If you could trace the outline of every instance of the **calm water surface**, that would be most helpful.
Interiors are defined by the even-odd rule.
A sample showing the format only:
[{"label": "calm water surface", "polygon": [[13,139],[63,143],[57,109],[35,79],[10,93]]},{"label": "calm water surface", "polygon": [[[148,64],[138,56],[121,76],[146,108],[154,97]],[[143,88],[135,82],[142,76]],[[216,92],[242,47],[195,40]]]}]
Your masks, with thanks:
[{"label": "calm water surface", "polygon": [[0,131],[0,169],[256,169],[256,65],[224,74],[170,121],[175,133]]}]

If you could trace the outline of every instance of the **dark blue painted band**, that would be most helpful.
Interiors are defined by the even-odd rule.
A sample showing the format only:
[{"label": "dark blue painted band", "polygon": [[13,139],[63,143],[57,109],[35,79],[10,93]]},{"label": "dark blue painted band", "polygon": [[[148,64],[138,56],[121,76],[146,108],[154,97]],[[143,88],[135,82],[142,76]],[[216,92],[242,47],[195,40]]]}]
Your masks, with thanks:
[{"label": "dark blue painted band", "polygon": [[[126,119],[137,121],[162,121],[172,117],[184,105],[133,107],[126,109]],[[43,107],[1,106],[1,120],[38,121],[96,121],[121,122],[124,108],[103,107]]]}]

######

» **Goal**: Copy out all of the data above verbatim, keeping every line unchanged and in its original order.

» **Solution for this exercise**:
If you could trace the outline of every instance of the **calm water surface**, that would be most helpful.
Interiors are defined by the even-odd rule.
A sample showing the format only:
[{"label": "calm water surface", "polygon": [[13,139],[63,143],[57,109],[35,79],[10,93]]},{"label": "calm water surface", "polygon": [[[148,64],[138,56],[121,76],[146,108],[154,97]],[[143,88],[135,82],[142,76]],[[216,92],[242,47],[195,40]]]}]
Your masks, with thanks:
[{"label": "calm water surface", "polygon": [[0,131],[0,169],[256,169],[256,65],[224,74],[170,121],[175,133]]}]

If you could trace the outline of every instance of the **dark blue painted band**, that would be most helpful.
Interiors are defined by the even-odd rule.
A sample showing the format only:
[{"label": "dark blue painted band", "polygon": [[13,139],[63,143],[57,109],[35,79],[10,93]]},{"label": "dark blue painted band", "polygon": [[[148,64],[138,56],[121,76],[146,108],[154,97]],[[143,88],[135,82],[142,76]],[[216,92],[242,47],[195,40]]]}]
Your masks, with thanks:
[{"label": "dark blue painted band", "polygon": [[[126,119],[137,121],[162,121],[172,117],[184,105],[133,107],[126,109]],[[43,107],[1,106],[1,120],[38,121],[96,121],[121,122],[124,108],[103,107]]]}]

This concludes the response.